▼
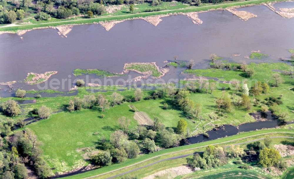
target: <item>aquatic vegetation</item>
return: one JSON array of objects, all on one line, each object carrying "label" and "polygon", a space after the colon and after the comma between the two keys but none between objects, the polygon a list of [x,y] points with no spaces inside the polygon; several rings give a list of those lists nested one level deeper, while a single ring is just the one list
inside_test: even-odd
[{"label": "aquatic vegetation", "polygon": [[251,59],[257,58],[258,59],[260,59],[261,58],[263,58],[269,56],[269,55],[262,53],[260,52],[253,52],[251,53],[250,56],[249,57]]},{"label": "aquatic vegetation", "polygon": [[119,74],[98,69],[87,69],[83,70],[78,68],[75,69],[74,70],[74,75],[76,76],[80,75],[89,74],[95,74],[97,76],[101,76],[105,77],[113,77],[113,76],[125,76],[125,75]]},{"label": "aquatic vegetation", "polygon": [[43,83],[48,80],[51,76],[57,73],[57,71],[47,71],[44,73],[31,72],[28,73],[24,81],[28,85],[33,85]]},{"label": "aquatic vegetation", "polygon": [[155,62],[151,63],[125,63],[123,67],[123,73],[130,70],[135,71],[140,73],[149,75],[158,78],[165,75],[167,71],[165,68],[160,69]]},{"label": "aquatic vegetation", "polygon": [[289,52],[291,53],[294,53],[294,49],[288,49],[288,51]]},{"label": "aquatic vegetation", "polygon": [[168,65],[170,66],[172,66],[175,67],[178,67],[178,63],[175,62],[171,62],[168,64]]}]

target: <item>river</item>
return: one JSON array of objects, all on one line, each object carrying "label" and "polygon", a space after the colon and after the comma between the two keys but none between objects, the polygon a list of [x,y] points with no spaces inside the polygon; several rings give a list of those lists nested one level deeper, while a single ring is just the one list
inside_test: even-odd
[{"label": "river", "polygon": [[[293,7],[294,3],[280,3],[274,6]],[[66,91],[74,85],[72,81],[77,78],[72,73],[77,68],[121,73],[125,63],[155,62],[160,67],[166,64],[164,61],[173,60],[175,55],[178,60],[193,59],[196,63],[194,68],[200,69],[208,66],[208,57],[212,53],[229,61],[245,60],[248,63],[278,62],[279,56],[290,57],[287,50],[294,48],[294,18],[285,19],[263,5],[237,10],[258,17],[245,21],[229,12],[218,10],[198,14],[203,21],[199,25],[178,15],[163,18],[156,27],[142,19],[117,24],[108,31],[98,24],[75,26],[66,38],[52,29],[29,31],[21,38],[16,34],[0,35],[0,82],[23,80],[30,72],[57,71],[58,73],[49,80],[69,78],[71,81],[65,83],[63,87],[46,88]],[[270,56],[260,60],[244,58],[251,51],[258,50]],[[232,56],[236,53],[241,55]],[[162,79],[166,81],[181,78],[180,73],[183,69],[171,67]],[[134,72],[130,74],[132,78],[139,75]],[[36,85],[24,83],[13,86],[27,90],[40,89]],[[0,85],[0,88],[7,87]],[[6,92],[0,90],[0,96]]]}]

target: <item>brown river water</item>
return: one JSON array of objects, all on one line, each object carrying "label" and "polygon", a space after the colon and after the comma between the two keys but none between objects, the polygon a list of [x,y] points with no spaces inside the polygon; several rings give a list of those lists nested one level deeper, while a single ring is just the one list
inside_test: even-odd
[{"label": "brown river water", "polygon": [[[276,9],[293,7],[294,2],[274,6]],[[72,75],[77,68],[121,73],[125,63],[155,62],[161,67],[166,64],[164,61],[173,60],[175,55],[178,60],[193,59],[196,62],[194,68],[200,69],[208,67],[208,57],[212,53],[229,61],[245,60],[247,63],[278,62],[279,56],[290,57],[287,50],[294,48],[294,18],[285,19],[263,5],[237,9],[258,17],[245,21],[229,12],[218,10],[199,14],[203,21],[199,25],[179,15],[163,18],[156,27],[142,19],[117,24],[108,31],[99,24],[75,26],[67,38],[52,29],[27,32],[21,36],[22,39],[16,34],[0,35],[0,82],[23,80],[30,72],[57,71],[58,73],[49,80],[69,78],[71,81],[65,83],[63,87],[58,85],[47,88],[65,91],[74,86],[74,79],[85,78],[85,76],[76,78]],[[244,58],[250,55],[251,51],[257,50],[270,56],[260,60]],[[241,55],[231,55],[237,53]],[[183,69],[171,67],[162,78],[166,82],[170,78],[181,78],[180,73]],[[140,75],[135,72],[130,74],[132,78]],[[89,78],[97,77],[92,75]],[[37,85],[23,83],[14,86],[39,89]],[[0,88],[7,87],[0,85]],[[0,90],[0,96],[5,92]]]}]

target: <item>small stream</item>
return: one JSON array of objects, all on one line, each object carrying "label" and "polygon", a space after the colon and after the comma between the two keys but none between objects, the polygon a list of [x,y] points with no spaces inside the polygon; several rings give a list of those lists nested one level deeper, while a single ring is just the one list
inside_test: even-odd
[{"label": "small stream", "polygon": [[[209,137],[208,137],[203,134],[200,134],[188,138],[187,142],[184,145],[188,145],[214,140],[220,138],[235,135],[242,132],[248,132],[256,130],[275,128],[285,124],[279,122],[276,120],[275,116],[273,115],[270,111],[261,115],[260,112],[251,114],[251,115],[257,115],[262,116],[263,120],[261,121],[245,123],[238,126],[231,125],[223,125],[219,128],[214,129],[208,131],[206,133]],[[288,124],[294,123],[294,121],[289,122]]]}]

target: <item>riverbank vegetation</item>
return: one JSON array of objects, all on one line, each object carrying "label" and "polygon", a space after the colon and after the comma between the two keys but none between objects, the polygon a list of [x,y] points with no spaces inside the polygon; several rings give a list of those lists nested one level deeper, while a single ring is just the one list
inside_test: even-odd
▲
(What the task asks):
How many lines of the records above contain the word "target"? Reply with the number alone.

(Worked answer):
5